[CHALLENGES]
**A)** Set down the passage on cybercriminals and IT defenders word for word, from "Cybercriminals can freewheel" to "black hat talent.".
**B)** In the passage on cybercriminals and IT defenders, what share of organizations have developed plans and strategies to guard against new and existing attacks, according to McAfee?
**C)** Extend the passage on cybercriminals and IT defenders, picking up right after its final sentence.

START SELECTED EXTRACT

Cybercriminals can freewheel and innovate freely in a wide-open environment.cybercriminal.jpg Corporate IT defenders, on the other hand, often operate in a structured bureaucracy where decisions can’t be made as quickly. Here are three ways the McAfee report says misalignment of incentives between cybercriminals and IT security leaders are threatening organizations’ IT systems.[1]

Attackers vs. defenders

Cybercriminals operate in a decentralized market, allowing them to adapt quickly. This agility gives them a leg up on defenders who do not enjoy such freedom. The incentives for attackers are clear: billions of dollars in profit from pilfered information. It’s easy to enter the cybercrime arena which results in a large pool of black hat talent.

Defenders, on the other hand, are often hamstrung by a top-down corporate structure which delays decision making, according to the McAfee report. The senior leadership of many organizations failed to allocate appropriate resources to battle cybercrime at first and as a result, attackers have enjoyed a significant head start.

Strategy vs. implementation

Now that senior executives fully understand the enormity of cybercrime, organizations are rapidly working to catch up. According to McAfee, more than 90 percent of organizations have developed plans and strategies to guard against new and existing attacks. Unfortunately, less than half of these organizations have fully implemented these plans.

END SELECTED EXTRACT
START ENTRIES

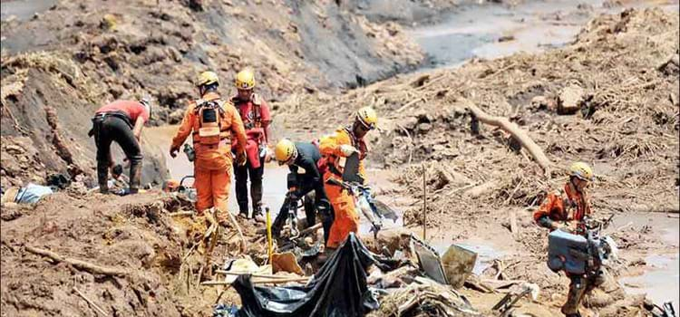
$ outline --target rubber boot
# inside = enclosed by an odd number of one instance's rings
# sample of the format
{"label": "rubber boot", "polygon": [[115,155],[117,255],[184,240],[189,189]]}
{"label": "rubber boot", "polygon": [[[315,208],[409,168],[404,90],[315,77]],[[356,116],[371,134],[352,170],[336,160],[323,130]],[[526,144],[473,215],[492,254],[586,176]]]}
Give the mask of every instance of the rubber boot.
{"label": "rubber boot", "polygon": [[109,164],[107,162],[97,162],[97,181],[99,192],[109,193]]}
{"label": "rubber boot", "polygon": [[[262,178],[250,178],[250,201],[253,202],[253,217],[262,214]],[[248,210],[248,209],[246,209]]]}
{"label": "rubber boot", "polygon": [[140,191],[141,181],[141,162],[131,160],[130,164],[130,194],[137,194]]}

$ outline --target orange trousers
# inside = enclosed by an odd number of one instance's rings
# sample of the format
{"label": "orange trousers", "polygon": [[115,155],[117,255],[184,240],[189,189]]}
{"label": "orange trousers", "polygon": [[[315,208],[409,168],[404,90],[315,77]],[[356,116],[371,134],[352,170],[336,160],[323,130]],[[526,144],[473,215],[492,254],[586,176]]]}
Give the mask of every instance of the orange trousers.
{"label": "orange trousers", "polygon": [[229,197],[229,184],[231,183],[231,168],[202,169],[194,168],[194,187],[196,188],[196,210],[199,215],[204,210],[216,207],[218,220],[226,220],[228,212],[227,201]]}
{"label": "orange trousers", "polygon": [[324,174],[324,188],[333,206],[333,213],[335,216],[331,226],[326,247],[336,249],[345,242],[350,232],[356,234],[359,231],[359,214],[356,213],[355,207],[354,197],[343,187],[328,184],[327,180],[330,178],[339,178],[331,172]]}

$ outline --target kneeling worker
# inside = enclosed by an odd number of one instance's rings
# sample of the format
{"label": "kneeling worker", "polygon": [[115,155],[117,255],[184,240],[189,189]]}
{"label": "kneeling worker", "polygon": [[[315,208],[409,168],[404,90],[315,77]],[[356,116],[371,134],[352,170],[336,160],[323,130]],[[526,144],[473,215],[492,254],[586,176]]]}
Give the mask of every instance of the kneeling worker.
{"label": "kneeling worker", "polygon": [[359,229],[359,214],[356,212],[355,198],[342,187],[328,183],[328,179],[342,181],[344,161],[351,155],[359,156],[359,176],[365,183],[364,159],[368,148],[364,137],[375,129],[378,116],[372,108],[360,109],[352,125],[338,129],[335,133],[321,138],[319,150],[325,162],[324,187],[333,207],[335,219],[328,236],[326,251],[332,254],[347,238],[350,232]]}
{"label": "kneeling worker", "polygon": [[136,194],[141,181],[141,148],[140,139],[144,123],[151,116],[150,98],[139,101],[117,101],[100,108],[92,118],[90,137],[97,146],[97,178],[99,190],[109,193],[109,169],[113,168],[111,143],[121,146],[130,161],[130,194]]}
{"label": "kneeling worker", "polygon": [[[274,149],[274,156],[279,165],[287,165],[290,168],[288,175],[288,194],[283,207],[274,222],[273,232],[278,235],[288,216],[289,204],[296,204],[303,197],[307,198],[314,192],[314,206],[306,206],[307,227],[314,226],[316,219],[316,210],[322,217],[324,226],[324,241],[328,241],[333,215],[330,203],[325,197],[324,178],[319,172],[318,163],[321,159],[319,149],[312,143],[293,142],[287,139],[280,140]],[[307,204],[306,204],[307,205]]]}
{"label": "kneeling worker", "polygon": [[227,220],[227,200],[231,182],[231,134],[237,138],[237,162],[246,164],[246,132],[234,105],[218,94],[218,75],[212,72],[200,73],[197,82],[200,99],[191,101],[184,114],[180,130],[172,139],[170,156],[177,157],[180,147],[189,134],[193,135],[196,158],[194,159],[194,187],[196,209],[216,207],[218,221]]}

END ENTRIES

[SET OF ANSWERS]
**A)**
Cybercriminals can freewheel and innovate freely in a wide-open environment.cybercriminal.jpg Corporate IT defenders, on the other hand, often operate in a structured bureaucracy where decisions can’t be made as quickly. Here are three ways the McAfee report says misalignment of incentives between cybercriminals and IT security leaders are threatening organizations’ IT systems.[1]

Attackers vs. defenders

Cybercriminals operate in a decentralized market, allowing them to adapt quickly. This agility gives them a leg up on defenders who do not enjoy such freedom. The incentives for attackers are clear: billions of dollars in profit from pilfered information. It’s easy to enter the cybercrime arena which results in a large pool of black hat talent.

**B)** More than 90 percent.

**C)**
The McAfee study also found a disconnect between executives and front line IT managers on the level of implementation and on the measurements being used to assess implementation levels. Executives tend to believe the strategies are more fully implemented then they actually are.

Executives vs. implementers

Senior executives responsible for developing cybersecurity defenses have different success goals than those who must put those strategies into practice. In the end, that drastically limits the effectiveness of the proposed solutions.

Executives take a bigger picture view of cyber defense factoring in cost control and maintaining reputation. Operators are more focused on detailed, technical cybersecurity metrics.

Overcoming these misalignments is crucial to adequately protecting organizations from cybercrime. Everyone in the organization must be on the same page when it comes to strategy development, implementation, and effectiveness. The different perceptions fragment organization’s ability to battle the threat. Only when these issues become better aligned, will defenders be able to level the playing field with the attackers.

For more information on how DynTek and McAfee can help you develop a comprehensive security plan to defend against cybercrime, click here.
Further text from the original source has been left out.